● **QUESTIONS**:
(a) In the San Patricio Church massacre text, rewrite the part that opens with the words containing "The San Patricio" and closes with "make a report.", renaming "Police Station No. 37" as "Precinct 37".
(b) According to the San Patricio Church massacre text, who ordered the murders?

● **PAGE EXCERPT**:
The San Patricio Church massacre was the mass murder of three priests and two seminarians of the Pallottine order on July 4, 1976, during the Dictadura Cívico Militar Argentina, at St. Patrick's Church, located in the Belgrano neighborhood of the Buenos Aires, Argentina. The victims were priests Alfredo Leaden, Alfredo Kelly, and Pedro Duffau and seminarians Salvador Barbeito and Emilio Barletti. The murders were ordered by Argentine Navy Rear Admiral Ruben Chamorro.

== The crime ==
At approximately 1:00 a.m. on Sunday , three youths, Luis Pinasco, Guillermo Silva, and Julio Víctor Martínez, watched as two cars parked in front of the church of San Patricio.
As the son of a soldier, Martínez thought it might be part of an assassination attempt on his father, so he went to Police Station No. 37 to make a report.
Minutes later, a police car arrived on the scene and officer Miguel Ángel Romano spoke with people who were suspects in the case.
At 2:00am Silva and Pinasco saw a group of people with rifles getting out of the cars and moving into the church.
Later in the morning, at the time of the first Mass, a group of worshippers waiting in front of the church found the door closed.

Surprised by the situation, Fernando Savino, an organist from the parish, decided to enter through a window and found on the first floor the bodies of the five religious riddled with bullets, and lined-up face down in a pool of blood on a red carpet.
The murderers had written with chalk on a door:

Por los camaradas dinamitados en Seguridad Federal. Venceremos. Viva la Patria.
(For the comrades blown up at Federal Security. We will prevail. Long live the Fatherland.)

They also wrote on a carpet:

Estos zurdos murieron por ser adoctrinadores de mentes vírgenes y son M.S.T.M.
(These lefties were killed for being indoctrinators of innocent minds and are [part of the] M.S.T.M.)

● **PROVIDED DATA**:
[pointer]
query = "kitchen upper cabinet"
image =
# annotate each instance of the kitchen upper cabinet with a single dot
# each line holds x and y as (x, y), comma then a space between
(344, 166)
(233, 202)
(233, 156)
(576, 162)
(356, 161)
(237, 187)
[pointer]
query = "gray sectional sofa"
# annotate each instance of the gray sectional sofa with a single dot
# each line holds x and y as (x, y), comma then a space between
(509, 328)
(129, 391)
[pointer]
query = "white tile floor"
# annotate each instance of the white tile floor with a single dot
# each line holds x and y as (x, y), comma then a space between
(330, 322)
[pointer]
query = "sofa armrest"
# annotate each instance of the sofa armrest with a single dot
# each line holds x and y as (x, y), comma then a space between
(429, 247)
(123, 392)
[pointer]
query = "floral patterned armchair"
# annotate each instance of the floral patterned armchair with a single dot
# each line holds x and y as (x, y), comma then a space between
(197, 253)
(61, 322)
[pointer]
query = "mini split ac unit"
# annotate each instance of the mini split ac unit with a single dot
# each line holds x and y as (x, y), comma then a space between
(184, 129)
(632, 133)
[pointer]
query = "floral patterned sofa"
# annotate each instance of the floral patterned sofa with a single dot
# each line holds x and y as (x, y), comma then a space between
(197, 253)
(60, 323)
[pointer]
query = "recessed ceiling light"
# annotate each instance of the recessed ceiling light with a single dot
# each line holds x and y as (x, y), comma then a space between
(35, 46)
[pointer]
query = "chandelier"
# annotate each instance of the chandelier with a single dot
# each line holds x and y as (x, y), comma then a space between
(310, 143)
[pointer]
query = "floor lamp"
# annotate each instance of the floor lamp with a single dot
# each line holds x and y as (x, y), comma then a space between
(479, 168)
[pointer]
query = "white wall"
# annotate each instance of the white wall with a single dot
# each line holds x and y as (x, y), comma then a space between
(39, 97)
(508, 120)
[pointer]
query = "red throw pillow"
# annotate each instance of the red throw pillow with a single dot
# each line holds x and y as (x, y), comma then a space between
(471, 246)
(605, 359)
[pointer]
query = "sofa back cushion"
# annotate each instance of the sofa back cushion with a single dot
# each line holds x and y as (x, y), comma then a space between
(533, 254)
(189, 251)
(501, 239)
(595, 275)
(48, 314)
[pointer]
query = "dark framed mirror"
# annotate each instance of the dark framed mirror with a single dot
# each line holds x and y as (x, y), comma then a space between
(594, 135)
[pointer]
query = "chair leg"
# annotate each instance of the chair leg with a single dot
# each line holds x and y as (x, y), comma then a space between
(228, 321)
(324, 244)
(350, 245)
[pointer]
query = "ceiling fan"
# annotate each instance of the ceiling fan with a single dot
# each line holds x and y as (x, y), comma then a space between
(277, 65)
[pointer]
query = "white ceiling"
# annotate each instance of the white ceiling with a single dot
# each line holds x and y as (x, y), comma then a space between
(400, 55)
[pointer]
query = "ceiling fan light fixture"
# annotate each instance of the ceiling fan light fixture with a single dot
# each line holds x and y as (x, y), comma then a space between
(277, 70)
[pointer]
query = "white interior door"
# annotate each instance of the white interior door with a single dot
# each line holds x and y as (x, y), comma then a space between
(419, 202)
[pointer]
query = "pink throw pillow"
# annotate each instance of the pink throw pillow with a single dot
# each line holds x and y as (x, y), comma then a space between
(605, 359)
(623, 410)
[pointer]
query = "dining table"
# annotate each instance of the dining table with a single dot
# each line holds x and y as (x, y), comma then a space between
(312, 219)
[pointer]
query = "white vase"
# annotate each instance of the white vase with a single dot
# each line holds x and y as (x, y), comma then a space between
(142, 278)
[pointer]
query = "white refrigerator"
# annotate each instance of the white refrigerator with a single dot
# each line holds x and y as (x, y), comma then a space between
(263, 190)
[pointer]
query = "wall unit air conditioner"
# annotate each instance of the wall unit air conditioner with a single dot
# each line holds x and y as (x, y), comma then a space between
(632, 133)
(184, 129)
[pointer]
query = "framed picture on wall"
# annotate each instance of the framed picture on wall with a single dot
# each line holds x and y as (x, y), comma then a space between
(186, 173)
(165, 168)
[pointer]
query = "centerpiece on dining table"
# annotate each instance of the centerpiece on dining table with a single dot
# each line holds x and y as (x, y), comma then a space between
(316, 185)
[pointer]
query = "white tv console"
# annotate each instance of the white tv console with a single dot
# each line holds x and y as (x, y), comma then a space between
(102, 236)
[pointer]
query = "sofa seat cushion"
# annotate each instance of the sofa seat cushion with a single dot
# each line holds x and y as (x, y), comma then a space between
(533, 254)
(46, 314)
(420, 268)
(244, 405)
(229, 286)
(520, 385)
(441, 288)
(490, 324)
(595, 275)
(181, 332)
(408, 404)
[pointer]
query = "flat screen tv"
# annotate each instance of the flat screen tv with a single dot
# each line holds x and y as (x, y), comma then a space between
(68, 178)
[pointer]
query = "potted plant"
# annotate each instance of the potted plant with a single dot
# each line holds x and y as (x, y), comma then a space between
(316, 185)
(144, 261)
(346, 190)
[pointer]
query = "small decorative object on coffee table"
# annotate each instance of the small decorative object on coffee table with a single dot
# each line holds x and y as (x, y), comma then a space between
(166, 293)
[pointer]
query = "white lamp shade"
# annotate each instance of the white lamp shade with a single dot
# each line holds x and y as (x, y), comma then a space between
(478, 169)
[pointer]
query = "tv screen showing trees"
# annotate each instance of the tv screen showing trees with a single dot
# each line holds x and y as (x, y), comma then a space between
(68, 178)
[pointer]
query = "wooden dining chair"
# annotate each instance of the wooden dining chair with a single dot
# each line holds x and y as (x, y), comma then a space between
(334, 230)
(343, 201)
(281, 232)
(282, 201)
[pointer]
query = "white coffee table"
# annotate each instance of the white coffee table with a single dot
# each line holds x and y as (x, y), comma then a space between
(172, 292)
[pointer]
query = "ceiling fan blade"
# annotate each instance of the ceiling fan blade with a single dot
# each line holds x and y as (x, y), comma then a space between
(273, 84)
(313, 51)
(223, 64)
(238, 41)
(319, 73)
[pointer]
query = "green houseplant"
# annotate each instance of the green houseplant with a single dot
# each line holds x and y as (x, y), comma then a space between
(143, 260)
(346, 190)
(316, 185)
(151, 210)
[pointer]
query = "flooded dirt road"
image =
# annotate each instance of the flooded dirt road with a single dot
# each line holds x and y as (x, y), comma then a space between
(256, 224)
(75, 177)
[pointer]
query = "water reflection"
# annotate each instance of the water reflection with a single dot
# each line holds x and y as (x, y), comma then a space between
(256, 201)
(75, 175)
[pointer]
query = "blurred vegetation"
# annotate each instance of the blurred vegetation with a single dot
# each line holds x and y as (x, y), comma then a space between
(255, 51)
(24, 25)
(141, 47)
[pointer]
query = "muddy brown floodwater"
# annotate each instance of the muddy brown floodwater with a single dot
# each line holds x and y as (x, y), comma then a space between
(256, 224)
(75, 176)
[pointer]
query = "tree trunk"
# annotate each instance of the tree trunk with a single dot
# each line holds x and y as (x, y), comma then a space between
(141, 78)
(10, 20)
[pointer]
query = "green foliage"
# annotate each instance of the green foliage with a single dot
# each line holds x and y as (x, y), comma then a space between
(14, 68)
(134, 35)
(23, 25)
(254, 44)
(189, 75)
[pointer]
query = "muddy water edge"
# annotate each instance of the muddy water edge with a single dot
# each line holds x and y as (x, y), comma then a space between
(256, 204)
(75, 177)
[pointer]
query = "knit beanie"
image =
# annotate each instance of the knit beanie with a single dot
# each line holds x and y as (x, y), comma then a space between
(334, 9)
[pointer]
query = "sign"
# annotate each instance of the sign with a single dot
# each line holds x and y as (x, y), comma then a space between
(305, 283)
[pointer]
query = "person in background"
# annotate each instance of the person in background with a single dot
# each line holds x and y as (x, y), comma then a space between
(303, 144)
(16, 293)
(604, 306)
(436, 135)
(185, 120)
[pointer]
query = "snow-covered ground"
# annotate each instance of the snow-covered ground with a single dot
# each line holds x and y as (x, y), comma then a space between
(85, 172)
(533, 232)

● **EXERCISE RESPONSES**:
(a)
The San Patricio Church massacre was the mass murder of three priests and two seminarians of the Pallottine order on July 4, 1976, during the Dictadura Cívico Militar Argentina, at St. Patrick's Church, located in the Belgrano neighborhood of the Buenos Aires, Argentina. The victims were priests Alfredo Leaden, Alfredo Kelly, and Pedro Duffau and seminarians Salvador Barbeito and Emilio Barletti. The murders were ordered by Argentine Navy Rear Admiral Ruben Chamorro.

== The crime ==
At approximately 1:00 a.m. on Sunday , three youths, Luis Pinasco, Guillermo Silva, and Julio Víctor Martínez, watched as two cars parked in front of the church of San Patricio.
As the son of a soldier, Martínez thought it might be part of an assassination attempt on his father, so he went to Precinct 37 to make a report.

(b) Argentine Navy Rear Admiral Ruben Chamorro ordered the murders.